__Your objective__: Transcribe each of the lines that follow, character for character.

╭─ Data supplied

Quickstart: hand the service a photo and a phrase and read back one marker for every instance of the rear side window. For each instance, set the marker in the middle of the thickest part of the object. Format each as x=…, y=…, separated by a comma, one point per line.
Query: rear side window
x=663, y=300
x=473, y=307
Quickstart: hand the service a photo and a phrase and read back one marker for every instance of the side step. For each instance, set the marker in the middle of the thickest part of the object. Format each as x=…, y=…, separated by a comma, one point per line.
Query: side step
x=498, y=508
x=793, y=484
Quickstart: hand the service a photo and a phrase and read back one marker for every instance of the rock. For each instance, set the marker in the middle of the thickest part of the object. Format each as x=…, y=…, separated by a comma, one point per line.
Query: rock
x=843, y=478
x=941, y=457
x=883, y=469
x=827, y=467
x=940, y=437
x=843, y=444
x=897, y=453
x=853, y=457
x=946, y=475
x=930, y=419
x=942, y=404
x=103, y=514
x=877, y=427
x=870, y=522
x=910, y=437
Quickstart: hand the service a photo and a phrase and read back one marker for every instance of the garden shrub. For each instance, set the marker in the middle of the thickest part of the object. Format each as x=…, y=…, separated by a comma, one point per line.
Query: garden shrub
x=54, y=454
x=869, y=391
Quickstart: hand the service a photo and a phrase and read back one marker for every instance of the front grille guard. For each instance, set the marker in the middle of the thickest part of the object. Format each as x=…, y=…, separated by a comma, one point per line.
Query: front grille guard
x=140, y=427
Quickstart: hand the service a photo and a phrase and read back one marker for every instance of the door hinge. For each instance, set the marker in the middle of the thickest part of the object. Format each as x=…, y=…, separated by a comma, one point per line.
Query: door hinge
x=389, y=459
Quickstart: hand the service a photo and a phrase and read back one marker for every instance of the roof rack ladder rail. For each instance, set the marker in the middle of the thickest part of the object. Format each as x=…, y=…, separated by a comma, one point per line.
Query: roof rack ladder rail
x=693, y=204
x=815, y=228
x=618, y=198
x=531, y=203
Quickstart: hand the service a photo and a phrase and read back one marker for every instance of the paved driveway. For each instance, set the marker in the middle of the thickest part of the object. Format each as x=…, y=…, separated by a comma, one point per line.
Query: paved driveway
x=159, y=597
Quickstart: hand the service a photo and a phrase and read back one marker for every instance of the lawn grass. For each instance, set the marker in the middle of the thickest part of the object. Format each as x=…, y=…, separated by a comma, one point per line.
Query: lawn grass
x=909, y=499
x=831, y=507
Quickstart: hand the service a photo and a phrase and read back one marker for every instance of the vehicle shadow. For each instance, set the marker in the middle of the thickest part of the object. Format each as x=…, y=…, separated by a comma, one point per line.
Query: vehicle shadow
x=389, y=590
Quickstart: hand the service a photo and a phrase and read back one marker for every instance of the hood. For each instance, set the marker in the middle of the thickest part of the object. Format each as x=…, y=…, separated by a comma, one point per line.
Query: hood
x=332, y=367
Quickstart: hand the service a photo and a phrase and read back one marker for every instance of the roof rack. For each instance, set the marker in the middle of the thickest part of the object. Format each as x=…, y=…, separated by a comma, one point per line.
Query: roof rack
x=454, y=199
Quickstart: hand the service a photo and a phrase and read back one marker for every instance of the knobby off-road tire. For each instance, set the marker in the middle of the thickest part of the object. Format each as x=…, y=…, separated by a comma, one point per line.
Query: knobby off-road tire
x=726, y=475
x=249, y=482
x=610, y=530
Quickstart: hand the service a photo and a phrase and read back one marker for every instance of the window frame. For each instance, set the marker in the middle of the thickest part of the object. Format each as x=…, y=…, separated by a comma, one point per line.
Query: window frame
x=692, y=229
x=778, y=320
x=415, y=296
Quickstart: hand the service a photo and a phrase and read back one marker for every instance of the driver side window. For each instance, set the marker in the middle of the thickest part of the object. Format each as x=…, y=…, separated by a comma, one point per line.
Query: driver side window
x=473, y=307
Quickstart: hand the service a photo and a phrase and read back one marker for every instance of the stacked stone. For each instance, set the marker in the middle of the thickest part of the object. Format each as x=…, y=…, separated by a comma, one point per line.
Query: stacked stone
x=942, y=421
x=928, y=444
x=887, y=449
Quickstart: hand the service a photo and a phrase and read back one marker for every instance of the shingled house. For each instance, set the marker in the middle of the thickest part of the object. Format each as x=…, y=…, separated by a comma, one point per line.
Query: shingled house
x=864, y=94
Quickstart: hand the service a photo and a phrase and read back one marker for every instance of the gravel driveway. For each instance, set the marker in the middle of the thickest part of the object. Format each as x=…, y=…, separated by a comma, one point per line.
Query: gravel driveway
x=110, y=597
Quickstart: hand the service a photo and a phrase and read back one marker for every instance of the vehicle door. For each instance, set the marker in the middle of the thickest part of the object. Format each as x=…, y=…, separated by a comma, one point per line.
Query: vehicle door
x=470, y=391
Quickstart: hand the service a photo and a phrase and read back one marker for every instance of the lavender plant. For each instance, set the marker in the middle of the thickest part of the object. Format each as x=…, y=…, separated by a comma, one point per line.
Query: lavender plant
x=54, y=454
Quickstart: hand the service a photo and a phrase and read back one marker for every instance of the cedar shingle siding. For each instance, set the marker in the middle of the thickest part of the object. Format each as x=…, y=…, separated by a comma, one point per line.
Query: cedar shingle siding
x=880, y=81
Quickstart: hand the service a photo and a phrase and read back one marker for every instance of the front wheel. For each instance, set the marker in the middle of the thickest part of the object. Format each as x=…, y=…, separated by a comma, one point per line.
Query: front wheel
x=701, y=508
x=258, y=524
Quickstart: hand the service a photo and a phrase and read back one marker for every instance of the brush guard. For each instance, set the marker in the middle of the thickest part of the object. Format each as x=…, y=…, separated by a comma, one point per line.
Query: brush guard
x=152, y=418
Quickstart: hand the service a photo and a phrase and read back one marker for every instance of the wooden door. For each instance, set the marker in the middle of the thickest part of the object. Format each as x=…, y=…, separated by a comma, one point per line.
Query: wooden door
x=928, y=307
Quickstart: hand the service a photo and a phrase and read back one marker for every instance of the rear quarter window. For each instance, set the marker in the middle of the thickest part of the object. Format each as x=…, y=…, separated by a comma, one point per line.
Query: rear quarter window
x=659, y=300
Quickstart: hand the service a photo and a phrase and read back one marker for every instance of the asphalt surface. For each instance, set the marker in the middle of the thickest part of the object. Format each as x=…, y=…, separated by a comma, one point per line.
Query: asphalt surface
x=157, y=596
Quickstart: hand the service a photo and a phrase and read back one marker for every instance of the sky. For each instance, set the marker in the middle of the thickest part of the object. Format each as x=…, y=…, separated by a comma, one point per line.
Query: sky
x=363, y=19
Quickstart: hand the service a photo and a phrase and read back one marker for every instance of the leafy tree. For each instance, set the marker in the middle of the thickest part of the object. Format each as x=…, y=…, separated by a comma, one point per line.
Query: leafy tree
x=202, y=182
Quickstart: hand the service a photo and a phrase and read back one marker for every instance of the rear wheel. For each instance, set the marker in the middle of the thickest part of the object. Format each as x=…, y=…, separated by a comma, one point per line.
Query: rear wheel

╰─

__Expected output__:
Quickstart: hand the service a photo and a phrase and read back one marker for every instance of the rear side window. For each instance, set the marker in the middle of the thickest part of the object. Format each as x=…, y=…, separated by a comma, one point per line.
Query: rear side window
x=663, y=300
x=473, y=307
Quickstart: hand the service a photo and a phrase and read back one marker for every instance of the side step. For each instance, set the marker in the middle of the thickest part of the object. Format each as x=…, y=…, separated by a comma, one point per line.
Query: side step
x=498, y=508
x=793, y=484
Quickstart: hand the service a photo and a phrase and read back one marker for every instance of the rock. For each instance, set the marker in the middle of the thickest part of the object. Format each as x=…, y=…, separated by a comma, one point per line.
Query: rock
x=843, y=478
x=941, y=457
x=883, y=469
x=827, y=467
x=940, y=437
x=843, y=444
x=897, y=453
x=853, y=457
x=946, y=475
x=930, y=419
x=942, y=404
x=103, y=514
x=877, y=427
x=870, y=522
x=910, y=437
Quickstart: hand the service a photo and a phrase and read back one marker for every instance of the garden shrub. For each instance, set the marker in the middle of the thickest part of the object. Format each as x=…, y=…, separated by a comma, one point per line.
Query: garden shrub
x=54, y=454
x=869, y=391
Quickstart: hand the service a photo and a phrase and read back one marker for every instance of the front grille guard. For each instance, set the marker in the middle of the thickest part of the object. Format each as x=…, y=…, separated by a comma, one point per line.
Query: front grille guard
x=140, y=427
Quickstart: hand the service a photo and a phrase and read back one marker for every instance of the door hinge. For each instance, set the marker in the middle of the thickest part of the object. Format each as x=…, y=…, separated by a comma, one point per line.
Query: door hinge
x=389, y=459
Quickstart: hand the service a photo and a phrase and read back one marker for every instance of the roof rack ladder rail. For each instance, set the marker in the middle of the thickest part of the object. Format each as x=…, y=…, separated by a comma, one point per line.
Query: roof rack ladder rail
x=693, y=204
x=815, y=228
x=618, y=198
x=531, y=203
Quickstart: hand the service a photo and a phrase and read back one marker for every instance of the paved driveway. For each instance, set the marker in the middle of the thickest part of the object. Format each as x=…, y=…, separated by a comma, one point per line.
Query: paved driveway
x=159, y=597
Quickstart: hand the service a photo and a phrase and read back one marker for every instance of the lawn grass. For each instance, set the marker in the middle of the thickest part of the object. Format each as x=…, y=…, separated by a comma, one point per line.
Query: lawn grass
x=909, y=499
x=831, y=507
Quickstart: hand the service a photo and a phrase and read back one marker for every instance of the vehicle shadow. For each instance, set the marker in the middle of the thickest part of the object. Format each as x=…, y=…, separated by a comma, one point per line.
Query: vehicle shadow
x=389, y=590
Quickstart: hand the service a photo and a phrase and read back one marker for every instance of the hood. For each instance, set the marker in the middle of the thickest part of the object. Format each as x=…, y=…, separated by a comma, one point per line.
Query: hood
x=332, y=367
Quickstart: hand the service a photo and a phrase and read back one marker for every instance of the roof rack. For each instance, set the marker in the middle of the thickest part of the object. Format each as x=…, y=…, separated by a comma, one point per line.
Query: roof rack
x=454, y=199
Quickstart: hand the service a photo and a phrase and read back one marker for every instance of the knobby off-road tire. For each instance, set the marker in the middle of the thickest part of the object. Format each as x=…, y=…, separated by a comma, one point per line.
Query: knobby off-road tire
x=726, y=475
x=249, y=482
x=610, y=530
Quickstart: hand the service a photo and a phrase and read back one marker for every instance of the window frame. For each instance, set the marker in the middle of the thickest part of the object. Format each as x=…, y=…, separated by a comma, one point per line.
Query: window frame
x=692, y=229
x=778, y=320
x=415, y=296
Quickstart: hand the service a photo and a phrase and read back one marker for every instance of the driver side window. For each instance, set the marker in the middle of the thickest part of the object. Format each as x=…, y=…, separated by a comma, one point per line.
Query: driver side window
x=473, y=307
Quickstart: hand the service a photo and a phrase and read back one marker for every instance of the stacked stone. For each instance, set the marker in the middle of the thickest part of the object. Format each as x=…, y=…, separated by a comma, one point per line.
Query: stacked stone
x=942, y=421
x=928, y=444
x=887, y=449
Quickstart: hand the service a photo and a phrase and read back one marker for every instance of the shingled house. For each instance, set the marker in the middle of the thickest part of the object. Format each as x=…, y=…, separated by a comma, one point per line.
Query: shingled house
x=864, y=94
Quickstart: hand the service a photo and a phrase and read back one marker for every instance of the gravel driveway. For each instance, set the marker in the middle of the thickest part of the object. Format each as x=…, y=…, separated by a comma, one point per line.
Query: gravel driveway
x=110, y=597
Quickstart: hand the service a photo and a phrase and read back one marker for every instance of the vehicle door. For each instance, set the marker in the middle of the thickest part of the object. Format each as x=…, y=…, separated by a comma, one point per line.
Query: vehicle door
x=470, y=391
Quickstart: hand the service a photo and a phrase and read back one marker for every instance of the lavender plant. For each instance, set the marker in the middle of the thickest part of the object. Format each as x=…, y=…, separated by a comma, one point per line.
Query: lavender plant
x=54, y=454
Quickstart: hand the service a photo and a phrase and read back one marker for every instance of the cedar shingle siding. For each instance, set the marker in the middle of the thickest part of the object. Format each as x=…, y=…, separated by a comma, one point per line.
Query: cedar shingle siding
x=880, y=81
Quickstart: hand the service a photo and a phrase and read back one marker for every instance of the front wheel. For each instance, set the marker in the middle of the thickest part of the object. Format each as x=…, y=…, separated by a comma, one point per line.
Query: front wheel
x=701, y=508
x=258, y=524
Quickstart: hand the service a photo and a phrase and read back one marker for every instance of the brush guard. For each instance, set the marker in the middle of the thickest part of the object. Format each as x=…, y=…, separated by a comma, one point per line.
Query: brush guard
x=152, y=418
Quickstart: hand the service a photo and a phrase and read back one marker for every instance of the wooden door. For each instance, set the marker in the middle of the thickest part of the object. Format each as x=…, y=…, separated by a comma, one point per line.
Query: wooden door
x=928, y=307
Quickstart: hand the service a photo and a phrase and read back one marker for every instance of the rear quarter window. For each instance, set the marker in the middle of the thickest part of the object. Format each as x=…, y=…, separated by a comma, one point per line.
Query: rear quarter window
x=659, y=300
Quickstart: hand the service a photo and a phrase and read back one marker for every instance of the asphalt surface. For each instance, set the marker in the middle of the thickest part of the object. Format each as x=…, y=…, separated by a comma, one point per line.
Query: asphalt surface
x=157, y=596
Quickstart: hand the service a photo and a phrase and read back one marker for every instance of the sky. For each instance, set the marker in the middle of the thickest part of the object. Format each as x=…, y=…, separated by a comma, one point per line.
Query: sky
x=363, y=19
Quickstart: hand the service a photo and a phrase and read back one marker for every instance of the leafy tree. For each instance, set the marker in the middle of the thickest part of the object. Format each as x=…, y=…, separated by a comma, one point per line.
Query: leafy tree
x=202, y=182
Quickstart: hand the service a photo and a phrase and read back one marker for every instance of the rear wheel. For each instance, set the marker in the middle of the thickest part of the object. Format each as x=…, y=…, separated by a comma, one point per line.
Query: rear wheel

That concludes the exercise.